Rewrite the data below with every occurrence of "thickest part" replaced by "widest part", leaving everything else unchanged.

•••

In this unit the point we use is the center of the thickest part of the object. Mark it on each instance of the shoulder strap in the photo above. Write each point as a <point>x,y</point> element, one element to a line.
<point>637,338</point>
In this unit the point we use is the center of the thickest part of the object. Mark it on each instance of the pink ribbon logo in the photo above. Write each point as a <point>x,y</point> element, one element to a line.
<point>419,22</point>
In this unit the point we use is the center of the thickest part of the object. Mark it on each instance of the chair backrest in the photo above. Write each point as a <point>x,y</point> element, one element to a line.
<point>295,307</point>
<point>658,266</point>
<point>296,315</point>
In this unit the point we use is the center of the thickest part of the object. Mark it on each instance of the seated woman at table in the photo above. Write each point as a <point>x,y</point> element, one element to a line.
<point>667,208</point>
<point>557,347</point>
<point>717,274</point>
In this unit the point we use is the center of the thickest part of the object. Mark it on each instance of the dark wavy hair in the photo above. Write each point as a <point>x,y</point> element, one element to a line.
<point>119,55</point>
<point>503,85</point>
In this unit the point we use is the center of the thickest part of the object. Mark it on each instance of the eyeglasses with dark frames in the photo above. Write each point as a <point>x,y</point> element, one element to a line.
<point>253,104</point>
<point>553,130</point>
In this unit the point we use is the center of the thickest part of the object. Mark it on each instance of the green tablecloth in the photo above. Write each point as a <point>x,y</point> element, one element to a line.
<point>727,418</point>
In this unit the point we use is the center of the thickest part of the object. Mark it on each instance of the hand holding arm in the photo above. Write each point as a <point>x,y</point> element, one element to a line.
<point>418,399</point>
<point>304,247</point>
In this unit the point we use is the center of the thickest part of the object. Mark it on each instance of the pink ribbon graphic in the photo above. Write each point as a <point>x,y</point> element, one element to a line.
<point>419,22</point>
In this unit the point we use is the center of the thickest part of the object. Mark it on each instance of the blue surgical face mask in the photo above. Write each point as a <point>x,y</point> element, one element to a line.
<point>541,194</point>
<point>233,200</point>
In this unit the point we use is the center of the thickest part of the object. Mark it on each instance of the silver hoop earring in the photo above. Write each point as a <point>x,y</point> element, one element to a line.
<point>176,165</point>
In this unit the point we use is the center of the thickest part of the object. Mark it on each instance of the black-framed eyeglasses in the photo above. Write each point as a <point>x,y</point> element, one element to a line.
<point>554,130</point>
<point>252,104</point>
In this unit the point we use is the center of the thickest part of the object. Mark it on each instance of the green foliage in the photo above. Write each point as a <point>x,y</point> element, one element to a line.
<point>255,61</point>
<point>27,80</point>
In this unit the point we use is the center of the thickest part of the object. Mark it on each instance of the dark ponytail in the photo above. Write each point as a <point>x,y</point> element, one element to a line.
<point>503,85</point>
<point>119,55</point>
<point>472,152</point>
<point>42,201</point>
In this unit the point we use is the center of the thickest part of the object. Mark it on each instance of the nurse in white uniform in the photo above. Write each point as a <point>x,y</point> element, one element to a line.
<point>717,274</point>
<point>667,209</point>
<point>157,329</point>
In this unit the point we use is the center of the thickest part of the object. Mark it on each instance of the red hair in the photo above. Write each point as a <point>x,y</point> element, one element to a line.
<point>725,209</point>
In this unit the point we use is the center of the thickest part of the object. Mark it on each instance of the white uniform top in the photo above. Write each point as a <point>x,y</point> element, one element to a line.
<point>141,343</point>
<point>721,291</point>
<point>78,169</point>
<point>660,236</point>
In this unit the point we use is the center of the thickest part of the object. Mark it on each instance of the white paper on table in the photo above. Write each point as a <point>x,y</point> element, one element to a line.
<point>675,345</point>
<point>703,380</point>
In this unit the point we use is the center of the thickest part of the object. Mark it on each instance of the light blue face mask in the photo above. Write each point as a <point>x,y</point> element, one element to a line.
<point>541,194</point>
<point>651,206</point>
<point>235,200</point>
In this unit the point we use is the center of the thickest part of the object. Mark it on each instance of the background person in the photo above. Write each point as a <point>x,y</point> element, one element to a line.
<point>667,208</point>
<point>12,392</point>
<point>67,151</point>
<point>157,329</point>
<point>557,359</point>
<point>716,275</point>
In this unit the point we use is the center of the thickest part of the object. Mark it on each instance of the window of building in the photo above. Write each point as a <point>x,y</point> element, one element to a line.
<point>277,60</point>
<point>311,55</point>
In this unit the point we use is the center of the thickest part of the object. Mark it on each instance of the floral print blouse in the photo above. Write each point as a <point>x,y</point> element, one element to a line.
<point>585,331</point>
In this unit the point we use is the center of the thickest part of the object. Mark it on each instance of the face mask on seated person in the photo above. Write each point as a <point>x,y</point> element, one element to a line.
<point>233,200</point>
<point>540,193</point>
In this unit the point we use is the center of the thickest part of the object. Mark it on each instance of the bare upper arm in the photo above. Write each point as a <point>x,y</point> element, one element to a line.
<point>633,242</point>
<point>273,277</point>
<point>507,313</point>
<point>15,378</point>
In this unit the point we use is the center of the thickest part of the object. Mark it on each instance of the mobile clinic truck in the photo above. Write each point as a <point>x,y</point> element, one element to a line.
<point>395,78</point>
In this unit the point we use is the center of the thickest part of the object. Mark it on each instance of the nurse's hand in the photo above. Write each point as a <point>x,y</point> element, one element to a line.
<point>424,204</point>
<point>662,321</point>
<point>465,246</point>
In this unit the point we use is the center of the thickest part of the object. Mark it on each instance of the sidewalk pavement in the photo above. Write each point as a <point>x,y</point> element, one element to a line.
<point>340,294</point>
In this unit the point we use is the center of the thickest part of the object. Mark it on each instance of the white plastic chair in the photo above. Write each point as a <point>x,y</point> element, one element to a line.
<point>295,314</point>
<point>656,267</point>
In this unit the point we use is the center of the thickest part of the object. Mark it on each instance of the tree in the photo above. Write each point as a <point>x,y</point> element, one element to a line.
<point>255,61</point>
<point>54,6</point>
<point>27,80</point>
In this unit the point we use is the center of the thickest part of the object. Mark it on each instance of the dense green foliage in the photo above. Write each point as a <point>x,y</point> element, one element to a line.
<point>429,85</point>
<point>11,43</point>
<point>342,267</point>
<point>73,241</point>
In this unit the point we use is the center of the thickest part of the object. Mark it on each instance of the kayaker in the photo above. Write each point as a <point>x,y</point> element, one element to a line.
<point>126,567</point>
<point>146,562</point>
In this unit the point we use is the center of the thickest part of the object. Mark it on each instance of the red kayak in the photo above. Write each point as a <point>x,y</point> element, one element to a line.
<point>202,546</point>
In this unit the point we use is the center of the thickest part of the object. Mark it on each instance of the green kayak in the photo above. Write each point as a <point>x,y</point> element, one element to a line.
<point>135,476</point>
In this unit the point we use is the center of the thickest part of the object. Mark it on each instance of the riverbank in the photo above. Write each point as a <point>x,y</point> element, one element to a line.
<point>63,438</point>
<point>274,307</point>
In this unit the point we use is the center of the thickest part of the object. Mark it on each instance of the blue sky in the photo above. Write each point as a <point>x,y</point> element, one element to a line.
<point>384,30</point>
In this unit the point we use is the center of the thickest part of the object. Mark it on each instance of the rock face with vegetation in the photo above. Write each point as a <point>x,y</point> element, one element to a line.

•••

• [Finished task]:
In this unit the point we use is the center of the widest part of the object. Mark it on each instance of the shoulder strap in the photo above. Write each point as a <point>x,y</point> element, one element to a line.
<point>637,338</point>
In this unit the point we use is the center of the widest part of the object. Mark it on each instance of the pink ribbon logo in the photo above. Write each point as a <point>x,y</point> element, one element to a line.
<point>419,22</point>
In this unit the point we use is the center of the widest part of the object. Mark it on each instance of the chair backrest in the photo above. Write each point as a <point>x,y</point> element, one element to a line.
<point>295,307</point>
<point>658,266</point>
<point>296,315</point>
In this unit the point we use is the center of the widest part of the object. Mark it on each instance of the seated woman at table in the photo above. Write each point as a <point>x,y</point> element, one element to a line.
<point>667,208</point>
<point>557,347</point>
<point>717,274</point>
In this unit the point we use is the center of the widest part of the object. Mark it on each instance of the dark wavy hair in the photo above. Write each point as a <point>x,y</point> element, one element to a line.
<point>119,55</point>
<point>503,85</point>
In this unit the point we use is the center of the widest part of the object. Mark it on each instance of the eyeglasses with dark frames in the photo above. Write each point as a <point>x,y</point> element, one element to a line.
<point>253,104</point>
<point>553,130</point>
In this unit the point we use is the center of the widest part of the object. Mark it on each instance of the green tablecloth in the photo above. Write each point as a <point>x,y</point> element, one element to a line.
<point>727,418</point>
In this unit the point we use is the center of the widest part of the object. Mark it on each instance of the hand holding arm in the photo above. Write each point as a <point>x,y</point> element, one element to a line.
<point>418,399</point>
<point>304,247</point>
In this unit the point we use is the center of the widest part of the object. Mark it on each instance of the pink ribbon graphic in the photo above. Write each point as a <point>x,y</point> element, one element to a line.
<point>419,22</point>
In this unit the point we use is the center of the widest part of the object. Mark it on each instance of the blue surgical face mask in the photo above. Write each point as a <point>x,y</point> element, one element to a line.
<point>541,194</point>
<point>233,200</point>
In this unit the point we use is the center of the widest part of the object. Mark it on each instance of the silver hoop earring in the photo above. Write each point as a <point>x,y</point> element, one element to a line.
<point>176,165</point>
In this unit the point we use is the center of the widest part of the object. Mark it on each instance of the black-framed eyeglasses in the photo above. Write each point as a <point>x,y</point> element, one element to a line.
<point>554,130</point>
<point>252,104</point>
In this unit the point we use is the center of the widest part of the object. Mark it on each instance of the green foliage in the photo above. Write each point as a <point>x,y</point> element, one element to a line.
<point>255,61</point>
<point>27,80</point>
In this unit the point we use is the center of the widest part of the object. Mark it on each instance of the dark ponytail in the photo above. Write each point as a <point>x,y</point> element, one element to a line.
<point>503,85</point>
<point>119,55</point>
<point>472,152</point>
<point>42,201</point>
In this unit the point we use is the center of the widest part of the object. Mark it on each instance of the nurse in white uniform in the photo above. Write each point as a <point>x,y</point> element, one element to a line.
<point>717,274</point>
<point>667,209</point>
<point>157,329</point>
In this unit the point we use is the center of the widest part of the object. Mark it on each instance of the red hair in the photo above. Write each point as a <point>x,y</point> element, one element to a line.
<point>725,209</point>
In this unit the point we use is the center of the widest part of the object. Mark it on each instance of the white uniform top in the photo above. Write each point as a <point>x,y</point> element, one element to a line.
<point>141,343</point>
<point>721,291</point>
<point>78,169</point>
<point>660,236</point>
In this unit the point we use is the center of the widest part of the object. Mark it on each instance of the white paper on table in the photo above. Write each point as a <point>x,y</point> element, one element to a line.
<point>675,345</point>
<point>703,380</point>
In this unit the point we use is the center of the widest part of the object. Mark it on each instance of the light blue face mask in the photo above. Write each point as a <point>x,y</point> element, one element to a line.
<point>541,194</point>
<point>651,206</point>
<point>235,200</point>
In this unit the point we use is the center of the widest part of the object. Mark it on each instance of the background person in the photo above. Write each point as a <point>x,y</point> element, one element to a line.
<point>667,208</point>
<point>12,392</point>
<point>67,151</point>
<point>157,329</point>
<point>557,359</point>
<point>716,275</point>
In this unit the point we use is the center of the widest part of the object. Mark it on each instance of the window of building in the photo above. Write each point as a <point>x,y</point> element, one element to a line.
<point>277,60</point>
<point>311,55</point>
In this unit the point we use is the center of the widest part of the object. Mark it on each instance of the floral print blouse in the photo above. Write each point as a <point>x,y</point> element, one element to a line.
<point>585,331</point>
In this unit the point we use is the center of the widest part of the object. Mark it on each instance of the face mask on seated person in the photo above. Write each point as a <point>x,y</point> element, one element to a line.
<point>233,200</point>
<point>540,193</point>
In this unit the point we use is the center of the widest part of the object. Mark it on each instance of the bare upper arm in the photo above. Write each point as a <point>x,y</point> element, one element to a line.
<point>633,242</point>
<point>273,277</point>
<point>507,313</point>
<point>15,378</point>
In this unit the point we use is the center of the widest part of the object. Mark it on each instance of the mobile clinic truck in the photo above. Write each point as a <point>x,y</point> element, one element to a line.
<point>395,78</point>
In this unit the point we use is the center of the widest part of the object. Mark it on each instance of the nurse's hand in the photo above. Write each point as a <point>x,y</point> element, one element to a line.
<point>424,204</point>
<point>662,321</point>
<point>465,246</point>
In this unit the point we use is the center of the widest part of the object. Mark it on each instance of the sidewalk pavement in the photo above. Write each point as a <point>x,y</point> element, one element to a line.
<point>340,294</point>
In this unit the point we use is the center of the widest part of the object. Mark it on each instance of the white plastic chair in the photo above. Write each point as a <point>x,y</point> element, one element to a line.
<point>295,314</point>
<point>656,267</point>
In this unit the point we use is the center of the widest part of the object. Mark it on each instance of the tree in the photo above. Write each point as a <point>x,y</point> element, one element to a line.
<point>255,61</point>
<point>54,6</point>
<point>27,80</point>
In this unit the point we use is the center of the widest part of the object. Mark it on each instance of the dense green foliage in the photo above. Write each point as a <point>x,y</point> element, one element to a line.
<point>429,85</point>
<point>11,43</point>
<point>342,267</point>
<point>73,241</point>
In this unit the point we use is the center of the widest part of the object. Mark it on each instance of the kayaker in the photo above. Write each point as a <point>x,y</point> element, one element to a line.
<point>126,567</point>
<point>146,562</point>
In this unit the point we use is the center of the widest part of the object. Mark it on each instance of the red kayak in the photo above. Write each point as a <point>x,y</point> element, one element to a line.
<point>202,546</point>
In this unit the point we use is the center of the widest part of the object. Mark it on each instance of the green kayak in the photo above. Write each point as a <point>x,y</point> element, one element to a line.
<point>135,476</point>
In this unit the point we use is the center of the widest part of the object. Mark it on each instance of the riverbank in the photo above. Write each point as a <point>x,y</point> element, one element to a line.
<point>63,438</point>
<point>274,307</point>
In this unit the point we use is the center of the widest part of the object. Mark it on each instance of the blue sky in the photo above. Write each point as a <point>x,y</point> element, one element to a line.
<point>384,30</point>
In this unit the point we use is the center of the widest part of the object. Mark it on each instance of the rock face with vegetation in the photo above. Write each point as a <point>x,y</point> element, one element to a line.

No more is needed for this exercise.